Record set:
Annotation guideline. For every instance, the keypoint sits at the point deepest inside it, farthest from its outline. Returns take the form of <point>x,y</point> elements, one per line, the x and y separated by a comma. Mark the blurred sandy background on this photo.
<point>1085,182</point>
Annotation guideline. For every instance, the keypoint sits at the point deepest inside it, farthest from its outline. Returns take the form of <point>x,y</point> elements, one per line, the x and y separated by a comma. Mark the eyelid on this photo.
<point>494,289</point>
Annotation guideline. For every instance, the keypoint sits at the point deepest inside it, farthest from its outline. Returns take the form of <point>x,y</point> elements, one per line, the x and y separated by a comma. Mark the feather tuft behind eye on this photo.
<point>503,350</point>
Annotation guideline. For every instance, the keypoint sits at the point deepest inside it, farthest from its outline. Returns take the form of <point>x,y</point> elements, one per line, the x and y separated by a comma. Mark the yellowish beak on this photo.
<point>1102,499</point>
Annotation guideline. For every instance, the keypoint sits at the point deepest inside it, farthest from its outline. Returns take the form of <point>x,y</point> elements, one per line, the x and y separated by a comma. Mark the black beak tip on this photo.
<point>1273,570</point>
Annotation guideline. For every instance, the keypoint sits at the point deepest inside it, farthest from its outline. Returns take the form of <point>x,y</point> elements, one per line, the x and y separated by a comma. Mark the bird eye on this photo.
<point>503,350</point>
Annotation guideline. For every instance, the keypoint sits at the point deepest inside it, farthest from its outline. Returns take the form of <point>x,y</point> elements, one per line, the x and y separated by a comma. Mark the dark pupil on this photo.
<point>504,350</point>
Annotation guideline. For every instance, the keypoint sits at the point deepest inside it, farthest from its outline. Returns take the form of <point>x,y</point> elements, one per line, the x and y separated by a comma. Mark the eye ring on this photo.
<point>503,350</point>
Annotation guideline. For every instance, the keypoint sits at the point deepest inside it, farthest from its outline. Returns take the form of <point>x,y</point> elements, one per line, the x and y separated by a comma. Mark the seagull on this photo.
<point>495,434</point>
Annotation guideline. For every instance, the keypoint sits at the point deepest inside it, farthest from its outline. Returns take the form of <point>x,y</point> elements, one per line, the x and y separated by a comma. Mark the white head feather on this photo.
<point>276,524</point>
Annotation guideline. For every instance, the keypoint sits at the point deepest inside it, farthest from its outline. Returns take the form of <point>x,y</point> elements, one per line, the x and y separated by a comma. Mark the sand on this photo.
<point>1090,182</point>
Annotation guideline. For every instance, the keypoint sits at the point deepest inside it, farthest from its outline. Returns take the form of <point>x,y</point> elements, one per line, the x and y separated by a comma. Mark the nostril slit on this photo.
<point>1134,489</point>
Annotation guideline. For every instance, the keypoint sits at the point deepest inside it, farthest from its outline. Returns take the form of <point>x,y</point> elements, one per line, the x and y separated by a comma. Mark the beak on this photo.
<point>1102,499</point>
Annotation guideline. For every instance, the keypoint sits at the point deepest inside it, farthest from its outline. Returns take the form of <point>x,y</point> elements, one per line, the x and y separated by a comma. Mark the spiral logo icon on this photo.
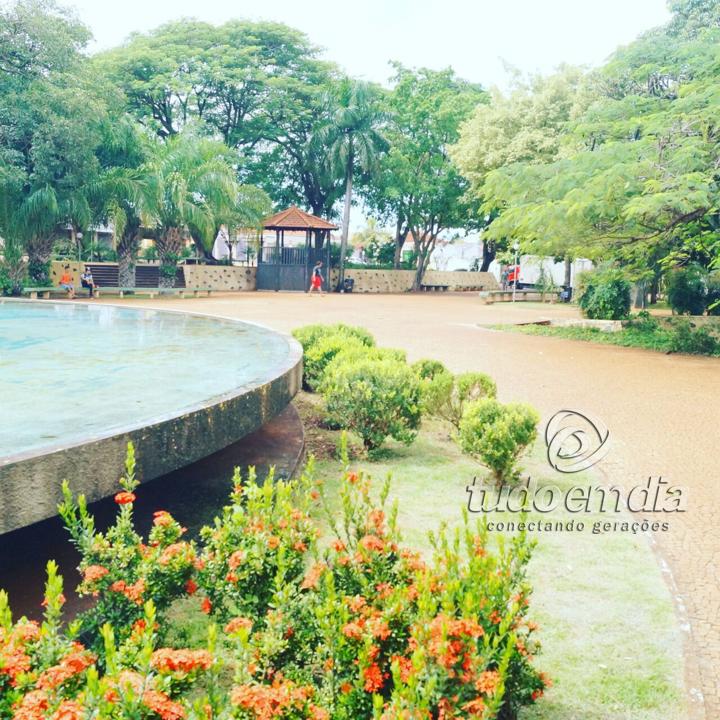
<point>575,441</point>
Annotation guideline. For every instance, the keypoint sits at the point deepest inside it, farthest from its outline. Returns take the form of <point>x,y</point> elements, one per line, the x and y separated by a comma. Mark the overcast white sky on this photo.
<point>471,36</point>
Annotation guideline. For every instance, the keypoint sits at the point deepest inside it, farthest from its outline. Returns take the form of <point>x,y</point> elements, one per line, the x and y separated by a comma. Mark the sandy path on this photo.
<point>663,412</point>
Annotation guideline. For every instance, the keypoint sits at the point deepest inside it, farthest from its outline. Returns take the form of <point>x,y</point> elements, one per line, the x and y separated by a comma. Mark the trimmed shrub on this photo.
<point>427,369</point>
<point>309,335</point>
<point>498,434</point>
<point>319,355</point>
<point>643,321</point>
<point>605,295</point>
<point>686,338</point>
<point>446,396</point>
<point>686,290</point>
<point>712,300</point>
<point>374,398</point>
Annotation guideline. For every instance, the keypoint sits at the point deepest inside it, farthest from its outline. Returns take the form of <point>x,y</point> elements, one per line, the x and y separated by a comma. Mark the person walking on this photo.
<point>317,279</point>
<point>66,282</point>
<point>86,279</point>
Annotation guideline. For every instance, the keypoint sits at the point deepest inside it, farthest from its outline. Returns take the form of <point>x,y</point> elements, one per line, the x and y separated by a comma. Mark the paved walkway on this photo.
<point>663,413</point>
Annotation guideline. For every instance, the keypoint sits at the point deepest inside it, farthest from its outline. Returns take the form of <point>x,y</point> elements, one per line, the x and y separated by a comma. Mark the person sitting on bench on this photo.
<point>87,281</point>
<point>66,282</point>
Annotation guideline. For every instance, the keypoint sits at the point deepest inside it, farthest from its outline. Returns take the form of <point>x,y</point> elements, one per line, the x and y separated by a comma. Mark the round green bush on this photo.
<point>605,295</point>
<point>355,352</point>
<point>427,369</point>
<point>374,398</point>
<point>309,335</point>
<point>446,395</point>
<point>686,290</point>
<point>497,434</point>
<point>321,353</point>
<point>695,341</point>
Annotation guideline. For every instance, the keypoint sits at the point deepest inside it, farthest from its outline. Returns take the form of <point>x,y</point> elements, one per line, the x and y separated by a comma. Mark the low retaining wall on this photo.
<point>220,277</point>
<point>399,281</point>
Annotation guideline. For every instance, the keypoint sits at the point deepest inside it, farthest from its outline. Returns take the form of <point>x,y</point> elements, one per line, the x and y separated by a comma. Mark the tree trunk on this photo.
<point>14,267</point>
<point>346,220</point>
<point>489,253</point>
<point>169,245</point>
<point>39,252</point>
<point>400,238</point>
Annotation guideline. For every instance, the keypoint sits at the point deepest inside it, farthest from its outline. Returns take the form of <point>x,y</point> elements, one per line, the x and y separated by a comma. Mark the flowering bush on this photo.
<point>356,627</point>
<point>119,569</point>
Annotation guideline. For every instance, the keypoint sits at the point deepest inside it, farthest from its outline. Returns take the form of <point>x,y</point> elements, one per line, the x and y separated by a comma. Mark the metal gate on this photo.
<point>289,268</point>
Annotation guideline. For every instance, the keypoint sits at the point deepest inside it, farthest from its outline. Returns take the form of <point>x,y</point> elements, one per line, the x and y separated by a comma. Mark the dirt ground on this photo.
<point>662,411</point>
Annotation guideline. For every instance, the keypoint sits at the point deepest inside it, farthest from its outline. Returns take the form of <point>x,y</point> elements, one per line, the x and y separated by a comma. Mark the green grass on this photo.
<point>660,340</point>
<point>610,637</point>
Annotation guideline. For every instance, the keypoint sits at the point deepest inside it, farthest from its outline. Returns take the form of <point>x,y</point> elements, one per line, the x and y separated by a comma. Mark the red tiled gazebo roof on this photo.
<point>296,219</point>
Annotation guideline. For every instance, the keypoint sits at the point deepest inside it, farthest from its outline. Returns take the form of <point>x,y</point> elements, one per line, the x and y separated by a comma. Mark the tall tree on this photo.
<point>417,186</point>
<point>47,137</point>
<point>353,143</point>
<point>190,189</point>
<point>528,125</point>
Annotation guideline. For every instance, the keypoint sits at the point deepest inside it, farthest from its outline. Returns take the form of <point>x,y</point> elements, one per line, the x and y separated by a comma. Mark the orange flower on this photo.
<point>124,498</point>
<point>236,559</point>
<point>32,706</point>
<point>68,710</point>
<point>372,543</point>
<point>475,707</point>
<point>487,682</point>
<point>405,666</point>
<point>312,576</point>
<point>162,518</point>
<point>162,705</point>
<point>353,631</point>
<point>374,678</point>
<point>184,661</point>
<point>238,624</point>
<point>94,572</point>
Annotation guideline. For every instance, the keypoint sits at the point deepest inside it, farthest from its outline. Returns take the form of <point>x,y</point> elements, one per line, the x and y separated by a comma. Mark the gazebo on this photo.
<point>282,267</point>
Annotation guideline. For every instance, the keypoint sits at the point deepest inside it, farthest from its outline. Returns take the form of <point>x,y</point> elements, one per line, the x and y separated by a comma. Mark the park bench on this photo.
<point>152,292</point>
<point>45,292</point>
<point>491,296</point>
<point>434,288</point>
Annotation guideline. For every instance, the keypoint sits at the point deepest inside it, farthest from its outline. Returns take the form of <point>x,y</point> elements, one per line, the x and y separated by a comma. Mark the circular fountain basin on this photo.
<point>78,382</point>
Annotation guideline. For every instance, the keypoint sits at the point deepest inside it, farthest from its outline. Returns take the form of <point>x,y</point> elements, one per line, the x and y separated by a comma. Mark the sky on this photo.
<point>477,38</point>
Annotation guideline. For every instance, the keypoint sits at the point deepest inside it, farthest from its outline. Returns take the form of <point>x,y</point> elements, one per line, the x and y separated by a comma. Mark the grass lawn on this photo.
<point>659,340</point>
<point>610,637</point>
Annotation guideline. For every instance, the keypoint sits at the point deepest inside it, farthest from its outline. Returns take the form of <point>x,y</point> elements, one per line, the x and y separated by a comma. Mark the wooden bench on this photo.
<point>152,292</point>
<point>491,296</point>
<point>434,288</point>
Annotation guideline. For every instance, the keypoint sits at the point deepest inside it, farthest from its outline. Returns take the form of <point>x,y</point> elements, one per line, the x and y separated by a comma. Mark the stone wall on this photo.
<point>399,281</point>
<point>220,277</point>
<point>57,268</point>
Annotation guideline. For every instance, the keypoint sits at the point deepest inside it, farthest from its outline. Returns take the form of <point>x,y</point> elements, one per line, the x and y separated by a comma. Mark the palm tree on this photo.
<point>352,142</point>
<point>190,187</point>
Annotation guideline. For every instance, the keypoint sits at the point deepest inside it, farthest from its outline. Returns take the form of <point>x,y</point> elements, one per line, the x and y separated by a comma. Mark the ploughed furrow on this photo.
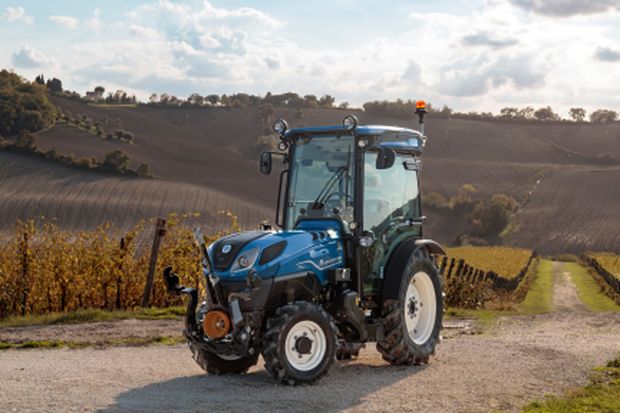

Exercise aim: Reproduce verbatim everything in the records from the line containing "basin on this photo." down to the line containing "<point>78,382</point>", including both of those lines.

Solution:
Annotation guideline. For every instance, the keypoint sits at the point deepest inside it, farthest from its outline. Returns take the form of <point>x,y</point> elements, one per line, the x and y separated by a comma. Mark the circular fountain basin on this photo.
<point>78,382</point>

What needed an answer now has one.